SET TASK >> From the start of the recorded data up to and including the line with "[509,135,529,148]", write those lines out again with "bounding box" replaced by "rectangle" and everything else unchanged, leaving out the pictures.

Recorded data
+-------+
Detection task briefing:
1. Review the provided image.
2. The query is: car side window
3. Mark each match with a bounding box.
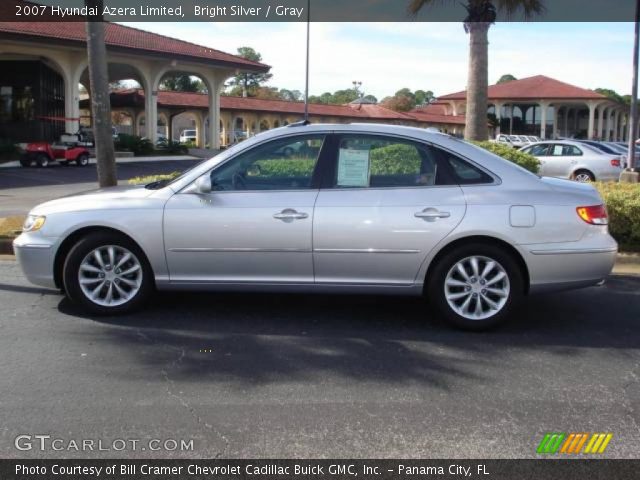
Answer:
[432,147,493,185]
[333,135,439,188]
[211,134,325,191]
[525,145,549,157]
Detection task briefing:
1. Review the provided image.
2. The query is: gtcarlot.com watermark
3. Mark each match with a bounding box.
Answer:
[13,434,193,452]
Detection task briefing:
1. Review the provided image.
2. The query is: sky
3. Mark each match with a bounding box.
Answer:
[126,22,633,100]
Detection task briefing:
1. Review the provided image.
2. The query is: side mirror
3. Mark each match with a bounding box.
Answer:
[195,174,211,193]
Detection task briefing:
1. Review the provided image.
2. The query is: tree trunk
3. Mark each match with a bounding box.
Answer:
[464,22,491,140]
[85,0,118,187]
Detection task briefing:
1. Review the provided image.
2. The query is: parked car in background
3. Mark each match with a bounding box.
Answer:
[603,142,640,168]
[180,130,198,143]
[494,134,515,148]
[574,139,620,155]
[521,140,622,182]
[14,124,617,330]
[509,135,529,148]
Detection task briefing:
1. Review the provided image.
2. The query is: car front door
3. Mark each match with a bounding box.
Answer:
[313,134,466,285]
[164,134,324,284]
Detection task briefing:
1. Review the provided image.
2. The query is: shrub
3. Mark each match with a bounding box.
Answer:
[594,182,640,251]
[128,172,180,185]
[162,140,189,155]
[474,142,540,173]
[115,133,154,157]
[256,158,315,177]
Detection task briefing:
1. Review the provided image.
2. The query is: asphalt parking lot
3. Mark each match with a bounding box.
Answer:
[0,159,200,217]
[0,260,640,458]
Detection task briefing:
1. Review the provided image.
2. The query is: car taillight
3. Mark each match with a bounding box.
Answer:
[576,205,609,225]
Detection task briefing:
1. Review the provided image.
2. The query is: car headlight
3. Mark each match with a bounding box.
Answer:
[22,215,47,232]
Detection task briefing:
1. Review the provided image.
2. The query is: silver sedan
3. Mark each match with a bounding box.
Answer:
[14,125,617,329]
[520,140,622,182]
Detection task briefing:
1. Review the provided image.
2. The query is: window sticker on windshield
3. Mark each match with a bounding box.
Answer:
[337,148,371,187]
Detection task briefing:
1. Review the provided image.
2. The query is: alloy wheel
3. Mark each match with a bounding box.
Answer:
[78,245,143,307]
[444,256,511,320]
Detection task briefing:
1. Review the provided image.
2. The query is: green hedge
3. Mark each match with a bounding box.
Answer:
[473,142,540,173]
[594,182,640,251]
[115,133,154,157]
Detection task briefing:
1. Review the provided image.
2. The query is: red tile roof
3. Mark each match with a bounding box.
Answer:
[438,75,606,100]
[106,89,464,124]
[0,0,270,71]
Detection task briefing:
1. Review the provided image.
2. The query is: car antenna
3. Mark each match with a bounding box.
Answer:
[304,0,311,125]
[289,0,311,127]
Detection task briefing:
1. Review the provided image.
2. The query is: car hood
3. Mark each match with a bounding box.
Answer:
[31,185,154,215]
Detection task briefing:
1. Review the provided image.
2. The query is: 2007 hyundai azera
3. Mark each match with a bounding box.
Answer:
[14,124,617,329]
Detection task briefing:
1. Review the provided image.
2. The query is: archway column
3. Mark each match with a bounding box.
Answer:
[538,101,549,140]
[587,102,598,140]
[493,102,504,136]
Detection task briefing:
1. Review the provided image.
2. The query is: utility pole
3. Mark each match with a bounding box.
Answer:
[620,0,640,183]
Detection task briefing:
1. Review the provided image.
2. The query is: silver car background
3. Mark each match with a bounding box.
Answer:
[520,140,622,182]
[14,125,617,329]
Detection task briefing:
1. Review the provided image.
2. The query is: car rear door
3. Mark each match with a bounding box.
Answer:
[313,133,466,285]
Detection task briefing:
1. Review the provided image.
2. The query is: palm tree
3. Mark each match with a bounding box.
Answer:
[85,0,118,187]
[409,0,544,140]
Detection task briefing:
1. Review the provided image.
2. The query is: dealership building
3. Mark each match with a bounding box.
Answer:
[0,15,628,148]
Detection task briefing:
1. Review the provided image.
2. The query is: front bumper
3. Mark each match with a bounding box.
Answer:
[13,233,56,288]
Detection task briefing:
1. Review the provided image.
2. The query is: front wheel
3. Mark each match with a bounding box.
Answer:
[427,243,524,331]
[63,232,153,315]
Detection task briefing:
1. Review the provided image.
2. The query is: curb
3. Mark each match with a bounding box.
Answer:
[0,237,13,255]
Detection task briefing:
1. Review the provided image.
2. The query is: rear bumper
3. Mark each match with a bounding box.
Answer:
[13,234,56,288]
[523,234,618,293]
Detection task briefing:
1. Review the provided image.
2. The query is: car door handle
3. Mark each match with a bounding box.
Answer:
[273,208,309,220]
[413,208,451,220]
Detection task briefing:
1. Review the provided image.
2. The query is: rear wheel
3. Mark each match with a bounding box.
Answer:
[63,232,153,315]
[36,153,51,168]
[573,170,596,183]
[427,243,524,331]
[76,153,89,167]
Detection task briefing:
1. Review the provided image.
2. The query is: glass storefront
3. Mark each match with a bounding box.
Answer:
[0,60,64,143]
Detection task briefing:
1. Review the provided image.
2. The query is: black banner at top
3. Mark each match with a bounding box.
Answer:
[0,0,636,22]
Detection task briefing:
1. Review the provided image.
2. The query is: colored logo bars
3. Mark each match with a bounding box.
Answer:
[536,433,613,455]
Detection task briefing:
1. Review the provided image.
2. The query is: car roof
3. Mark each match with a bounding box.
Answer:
[164,122,538,189]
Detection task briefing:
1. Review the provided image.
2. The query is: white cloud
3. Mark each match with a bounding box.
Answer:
[124,22,633,98]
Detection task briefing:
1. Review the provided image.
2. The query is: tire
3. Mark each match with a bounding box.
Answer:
[572,170,596,183]
[76,153,89,167]
[62,232,154,315]
[426,243,524,331]
[36,153,51,168]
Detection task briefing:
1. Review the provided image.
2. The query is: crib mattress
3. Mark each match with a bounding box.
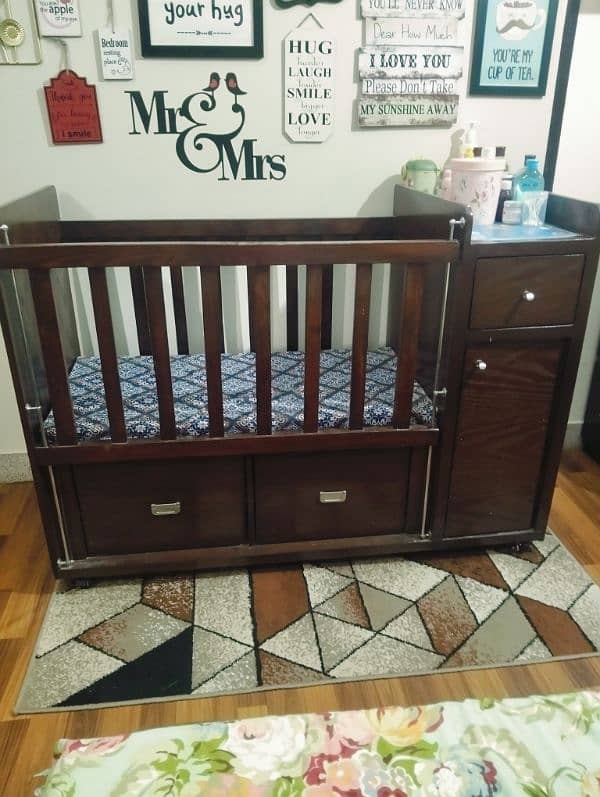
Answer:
[45,348,432,442]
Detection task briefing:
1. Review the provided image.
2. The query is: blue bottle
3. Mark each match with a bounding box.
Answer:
[513,158,544,201]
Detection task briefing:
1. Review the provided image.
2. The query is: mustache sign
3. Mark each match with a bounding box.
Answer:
[496,0,546,41]
[496,19,533,36]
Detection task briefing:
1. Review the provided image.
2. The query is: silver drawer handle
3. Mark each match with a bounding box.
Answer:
[150,501,181,517]
[319,490,348,504]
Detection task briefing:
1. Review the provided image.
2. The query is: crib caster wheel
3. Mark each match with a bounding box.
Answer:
[511,542,531,553]
[72,578,94,589]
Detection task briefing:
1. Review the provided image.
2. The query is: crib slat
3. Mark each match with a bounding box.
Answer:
[392,263,423,429]
[88,268,127,443]
[285,266,298,351]
[29,269,77,446]
[304,266,323,432]
[129,266,152,354]
[248,266,272,434]
[350,263,372,429]
[321,265,333,349]
[144,268,177,440]
[171,266,190,354]
[200,266,225,437]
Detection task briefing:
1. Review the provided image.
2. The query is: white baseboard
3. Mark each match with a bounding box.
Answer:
[563,421,583,450]
[0,452,33,484]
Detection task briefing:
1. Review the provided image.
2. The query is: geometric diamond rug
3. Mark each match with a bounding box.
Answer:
[16,533,600,713]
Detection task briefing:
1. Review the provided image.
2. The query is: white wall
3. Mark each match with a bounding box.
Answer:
[554,0,600,431]
[0,0,566,466]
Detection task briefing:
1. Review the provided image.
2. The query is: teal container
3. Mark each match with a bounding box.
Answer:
[513,158,544,202]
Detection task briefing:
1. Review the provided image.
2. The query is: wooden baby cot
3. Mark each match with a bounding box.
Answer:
[0,189,596,578]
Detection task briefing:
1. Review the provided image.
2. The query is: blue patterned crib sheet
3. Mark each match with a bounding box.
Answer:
[45,348,432,442]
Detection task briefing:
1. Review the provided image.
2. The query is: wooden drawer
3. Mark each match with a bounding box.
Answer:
[471,255,584,329]
[255,449,410,543]
[74,457,247,555]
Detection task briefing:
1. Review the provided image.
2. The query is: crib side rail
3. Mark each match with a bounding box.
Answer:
[0,236,458,447]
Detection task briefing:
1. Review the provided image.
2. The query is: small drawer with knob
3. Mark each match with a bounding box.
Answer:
[470,255,584,329]
[254,449,409,543]
[73,457,247,556]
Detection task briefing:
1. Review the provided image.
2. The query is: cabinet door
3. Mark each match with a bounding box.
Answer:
[446,343,562,537]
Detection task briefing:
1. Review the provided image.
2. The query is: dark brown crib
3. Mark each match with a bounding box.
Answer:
[0,189,595,578]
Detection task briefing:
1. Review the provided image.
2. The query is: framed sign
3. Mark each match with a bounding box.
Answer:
[283,14,337,143]
[35,0,82,39]
[138,0,263,58]
[44,69,102,144]
[470,0,558,97]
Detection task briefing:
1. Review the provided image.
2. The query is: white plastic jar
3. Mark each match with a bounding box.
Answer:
[450,158,506,224]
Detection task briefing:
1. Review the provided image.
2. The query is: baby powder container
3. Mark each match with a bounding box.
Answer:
[450,158,506,224]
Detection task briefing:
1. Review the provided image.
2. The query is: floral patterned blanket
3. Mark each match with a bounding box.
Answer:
[37,691,600,797]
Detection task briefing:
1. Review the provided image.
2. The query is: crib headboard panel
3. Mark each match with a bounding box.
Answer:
[0,187,79,420]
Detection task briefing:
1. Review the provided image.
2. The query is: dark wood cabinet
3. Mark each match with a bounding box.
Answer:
[471,254,584,329]
[73,457,247,556]
[255,448,410,543]
[446,342,563,537]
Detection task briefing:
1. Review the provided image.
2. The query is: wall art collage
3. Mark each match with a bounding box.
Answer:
[0,0,558,166]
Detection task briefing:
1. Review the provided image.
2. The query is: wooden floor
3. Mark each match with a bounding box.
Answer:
[0,453,600,797]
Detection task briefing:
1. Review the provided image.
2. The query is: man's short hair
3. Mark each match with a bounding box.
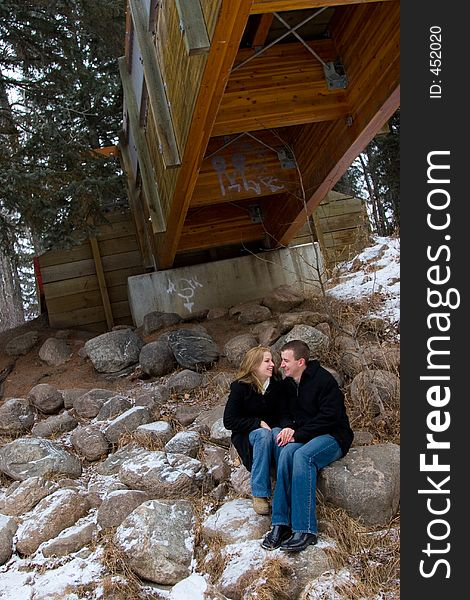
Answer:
[280,340,310,363]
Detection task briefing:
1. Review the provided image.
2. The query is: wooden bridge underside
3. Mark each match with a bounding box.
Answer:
[120,0,400,269]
+-------+
THE REPLY >>
Detection task briefing:
1. Review the provided image.
2. The query is: car side window
3. Mark each match with a rectangle.
Answer:
[432,147,493,185]
[333,135,439,188]
[211,134,325,191]
[525,145,549,157]
Detection task briefing:
1. Review the provided image.
2. The query is: gtcarlot.com watermark
3. Mark each match with a rectangle.
Answer:
[13,434,193,452]
Detection task briefing:
1. Review the provided image.
2. The query is: sky
3. Mark each match with a rectangle.
Answer:
[126,22,633,100]
Detection task briefing:
1. Review the provided image.
2. The query is: side mirror
3. Mark each match with a rectangle.
Answer:
[195,174,211,193]
Detection task briefing:
1. Review the provided image.
2. The query is: tree trunk
3. Mark each match with a rectangle.
Answer:
[464,22,491,140]
[85,0,118,187]
Detection task briefing:
1. Review the provided image.
2. The query is: parked car in background
3. Mark each match with a rectangle.
Answer:
[603,142,640,168]
[180,130,198,143]
[494,134,515,148]
[574,139,620,155]
[521,140,622,182]
[14,124,617,330]
[509,135,529,148]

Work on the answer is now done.